§ Task brief
Convert the rows below into a two-column CSV with the columns "query" and "points", giving one line for each row. Put each row's text and its answer in a quoted field, replace line breaks with spaces, and leave out the pictures.
----
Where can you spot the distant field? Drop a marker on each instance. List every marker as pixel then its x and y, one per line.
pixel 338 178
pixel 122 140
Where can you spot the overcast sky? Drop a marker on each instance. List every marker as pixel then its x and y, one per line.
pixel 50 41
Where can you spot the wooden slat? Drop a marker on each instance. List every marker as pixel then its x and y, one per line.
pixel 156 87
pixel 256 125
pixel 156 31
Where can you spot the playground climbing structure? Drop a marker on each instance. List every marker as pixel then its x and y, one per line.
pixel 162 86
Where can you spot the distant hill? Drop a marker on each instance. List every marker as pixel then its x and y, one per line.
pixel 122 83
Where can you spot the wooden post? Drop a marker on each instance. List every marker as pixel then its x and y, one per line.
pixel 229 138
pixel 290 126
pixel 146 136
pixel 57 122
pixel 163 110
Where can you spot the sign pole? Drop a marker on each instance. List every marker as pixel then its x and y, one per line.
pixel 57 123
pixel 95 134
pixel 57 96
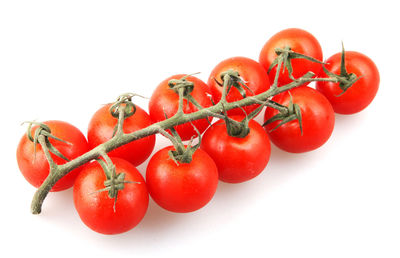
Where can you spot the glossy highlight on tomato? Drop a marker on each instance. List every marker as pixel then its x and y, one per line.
pixel 96 208
pixel 165 101
pixel 361 93
pixel 185 187
pixel 252 73
pixel 318 120
pixel 35 167
pixel 101 128
pixel 299 41
pixel 238 159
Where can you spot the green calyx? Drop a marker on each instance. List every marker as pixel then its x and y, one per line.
pixel 182 153
pixel 184 87
pixel 44 130
pixel 124 101
pixel 114 182
pixel 231 78
pixel 285 55
pixel 287 114
pixel 345 79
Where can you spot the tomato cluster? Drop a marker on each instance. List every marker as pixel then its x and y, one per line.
pixel 110 194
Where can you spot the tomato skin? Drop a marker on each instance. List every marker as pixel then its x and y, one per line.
pixel 164 99
pixel 36 169
pixel 238 159
pixel 96 209
pixel 299 41
pixel 101 128
pixel 318 119
pixel 250 71
pixel 361 93
pixel 184 188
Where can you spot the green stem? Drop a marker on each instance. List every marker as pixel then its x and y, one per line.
pixel 59 171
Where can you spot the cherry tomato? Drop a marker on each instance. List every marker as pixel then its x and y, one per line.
pixel 252 73
pixel 101 128
pixel 299 41
pixel 35 167
pixel 318 119
pixel 165 101
pixel 185 187
pixel 361 93
pixel 96 208
pixel 237 159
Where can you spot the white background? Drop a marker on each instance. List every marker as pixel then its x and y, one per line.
pixel 63 59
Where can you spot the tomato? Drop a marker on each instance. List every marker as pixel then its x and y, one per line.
pixel 299 41
pixel 318 119
pixel 237 159
pixel 185 187
pixel 165 101
pixel 101 129
pixel 361 93
pixel 35 167
pixel 252 73
pixel 96 208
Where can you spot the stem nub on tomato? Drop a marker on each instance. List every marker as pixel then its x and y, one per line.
pixel 238 158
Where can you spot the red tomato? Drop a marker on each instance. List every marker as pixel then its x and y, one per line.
pixel 101 128
pixel 164 101
pixel 252 73
pixel 361 93
pixel 36 168
pixel 185 187
pixel 318 120
pixel 96 208
pixel 237 159
pixel 299 41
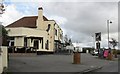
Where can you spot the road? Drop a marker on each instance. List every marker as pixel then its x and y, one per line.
pixel 59 63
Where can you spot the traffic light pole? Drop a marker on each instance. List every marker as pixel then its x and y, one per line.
pixel 108 32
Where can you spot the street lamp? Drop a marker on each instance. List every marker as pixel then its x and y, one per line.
pixel 108 22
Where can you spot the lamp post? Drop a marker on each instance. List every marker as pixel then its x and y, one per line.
pixel 110 54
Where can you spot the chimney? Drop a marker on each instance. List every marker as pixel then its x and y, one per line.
pixel 40 18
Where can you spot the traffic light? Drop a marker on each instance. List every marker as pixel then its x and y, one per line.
pixel 98 36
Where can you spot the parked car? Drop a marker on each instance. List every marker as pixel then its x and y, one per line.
pixel 95 53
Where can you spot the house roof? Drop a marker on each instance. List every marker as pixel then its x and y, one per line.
pixel 29 22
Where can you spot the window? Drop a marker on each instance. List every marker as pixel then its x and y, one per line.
pixel 48 28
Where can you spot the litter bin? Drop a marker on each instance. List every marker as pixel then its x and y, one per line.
pixel 76 58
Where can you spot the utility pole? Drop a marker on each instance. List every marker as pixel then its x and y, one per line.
pixel 108 22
----
§ Solution for this task
query,points
"Where can you spot the distant field? Drop a marker on each instance. List every marker as pixel then its x and y, one per line.","pixel 338 178 pixel 122 140"
"Where can you spot the overcast sky? Drop a marker on each instance. List every marker as pixel then its x and y, one per line.","pixel 50 41"
"Where can you spot the wooden slat? Drop a marker on each instance. List every marker as pixel then its x and y, one per line.","pixel 156 87 pixel 256 125 pixel 156 31"
"Where can you spot the playground climbing structure? Drop a marker on each instance. List every marker as pixel then its x and y, one per line.","pixel 162 86"
"Where can you spot the distant hill? Drop a marker on each instance. List every marker as pixel then its x and y, one per line.","pixel 122 83"
"Where can you spot the wooden post? Drop a marker on each instance. List every marker as pixel then its x and y, one per line.","pixel 229 138 pixel 290 126 pixel 146 136 pixel 57 122 pixel 163 110"
"Where can you spot the sign pole? Drop a marker on each instance. List every marker as pixel then its x and y, one per line.","pixel 57 123 pixel 95 134 pixel 57 96"
"Where can you spot the glossy highlight on tomato? Drop a marker on each instance. List every marker as pixel then its x and y, one per line.","pixel 96 208 pixel 165 101 pixel 361 93 pixel 185 187 pixel 252 73 pixel 318 120 pixel 35 167 pixel 101 128 pixel 299 41 pixel 238 159"
"Where can you spot the green calyx? Drop a marker on each instance. List every marker as pixel then its x and y, one per line.","pixel 182 153 pixel 184 87 pixel 44 130 pixel 124 101 pixel 114 182 pixel 231 78 pixel 285 55 pixel 287 114 pixel 345 79"
"Where can you spot the tomato cluster? Drop a marker on each instance. List every marker as pixel then its x and y, one per line.","pixel 110 194"
"Where can you spot the tomato skin? Drop a marker on each instance. List every marker as pixel then its x and y, one per line.","pixel 164 99 pixel 36 169 pixel 238 159 pixel 96 209 pixel 299 41 pixel 101 128 pixel 318 119 pixel 250 71 pixel 361 93 pixel 184 188"
"Where can you spot the green stem? Drop a marker on each instance. List every marker as pixel then its x and y, one per line.","pixel 59 171"
"Where can you spot the cherry tomato? Drop a marker on each instance. List every marker as pixel then its x and y, one per line.","pixel 252 73 pixel 101 128 pixel 299 41 pixel 35 167 pixel 318 119 pixel 165 101 pixel 185 187 pixel 361 93 pixel 96 208 pixel 237 159"
"Where can you spot the white background? Drop a marker on each instance. List every marker as pixel then its x and y, one per line.","pixel 63 59"
"Where can you spot the tomato? Drop a marker on each instance. List every marker as pixel then its x and y, one per line.","pixel 299 41 pixel 318 119 pixel 237 159 pixel 185 187 pixel 165 101 pixel 101 129 pixel 361 93 pixel 35 167 pixel 252 73 pixel 96 208"
"Where can you spot the stem nub on tomato? Drop a marker on each instance. List every marker as pixel then its x and y, one per line.","pixel 238 158"
"Where can you spot the red tomato? Drop a marker on each instance. List every marker as pixel then its x and y, one per line.","pixel 101 128 pixel 164 101 pixel 252 73 pixel 361 93 pixel 36 168 pixel 185 187 pixel 318 120 pixel 96 208 pixel 237 159 pixel 299 41"
"Where can you spot the road? Drop a marker on each instance. List every marker as pixel then its x and y, one per line.","pixel 59 63"
"Where can you spot the traffic light pole? Drop a marker on each instance. List every marker as pixel then its x and y, one per line.","pixel 108 32"
"Where can you spot the street lamp? Drop a marker on each instance. List every marker as pixel then its x and y, one per line.","pixel 108 22"
"Where can you spot the lamp post? Drop a marker on each instance. List every marker as pixel then its x and y, one per line.","pixel 110 54"
"Where can you spot the chimney? Drop a marker on each instance. List every marker as pixel then its x and y, one per line.","pixel 40 18"
"Where can you spot the traffic light? Drop a marker on each instance. List every marker as pixel then its x and y, one per line.","pixel 98 36"
"Where can you spot the parked car? Drop a marker on each instance. List every marker as pixel then its x and y, one per line.","pixel 95 53"
"Where can you spot the house roof? Drop a marker on each instance. List every marker as pixel then its x and y, one per line.","pixel 29 22"
"Where can you spot the window? Drop a marker on each instance. List every marker as pixel then its x and y, one per line.","pixel 48 28"
"Where can you spot the litter bin? Drop a marker on each instance. List every marker as pixel then its x and y, one per line.","pixel 76 58"
"Where can you spot the utility pole? Drop a marker on each instance. List every marker as pixel then its x and y, one per line.","pixel 108 22"